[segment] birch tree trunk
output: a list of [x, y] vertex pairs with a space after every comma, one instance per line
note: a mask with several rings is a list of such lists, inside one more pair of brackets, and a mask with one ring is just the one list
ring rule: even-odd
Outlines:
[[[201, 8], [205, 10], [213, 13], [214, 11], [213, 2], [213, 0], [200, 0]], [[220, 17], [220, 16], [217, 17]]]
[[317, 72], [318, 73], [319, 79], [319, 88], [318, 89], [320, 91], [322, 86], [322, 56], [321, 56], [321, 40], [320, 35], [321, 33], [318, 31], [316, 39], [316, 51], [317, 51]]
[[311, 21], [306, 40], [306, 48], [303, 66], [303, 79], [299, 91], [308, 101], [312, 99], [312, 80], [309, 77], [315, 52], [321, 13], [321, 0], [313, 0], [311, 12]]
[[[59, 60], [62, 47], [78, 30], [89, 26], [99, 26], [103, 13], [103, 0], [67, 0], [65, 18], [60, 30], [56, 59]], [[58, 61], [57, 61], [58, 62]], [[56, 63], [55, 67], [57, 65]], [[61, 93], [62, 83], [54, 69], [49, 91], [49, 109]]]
══════
Your goal: Turn every line of the records above into a numbered list, dropping any blank lines.

Result below:
1. [segment] birch tree trunk
2. output: a list of [x, y] vertex pairs with a space after every comma, one instance per line
3. note: a mask with several rings is a list of such lists, inside one more pair of brackets, and a mask with one ring is just the one list
4. ring rule: even-odd
5. Outlines:
6. [[[201, 8], [205, 10], [213, 13], [214, 11], [213, 2], [213, 0], [200, 0]], [[220, 17], [220, 16], [217, 17]]]
7. [[317, 72], [318, 73], [319, 79], [319, 88], [318, 89], [320, 91], [322, 86], [322, 56], [321, 56], [321, 40], [320, 35], [321, 33], [318, 31], [316, 39], [316, 51], [317, 51]]
8. [[311, 21], [306, 40], [306, 48], [303, 66], [303, 79], [299, 91], [308, 101], [312, 99], [312, 80], [309, 77], [315, 52], [321, 13], [321, 0], [313, 0], [311, 12]]
9. [[[59, 60], [62, 47], [78, 30], [89, 26], [99, 26], [103, 13], [103, 0], [67, 0], [65, 18], [60, 30], [56, 59]], [[58, 61], [57, 61], [58, 62]], [[56, 63], [55, 67], [57, 65]], [[61, 93], [62, 83], [54, 69], [49, 91], [49, 109]]]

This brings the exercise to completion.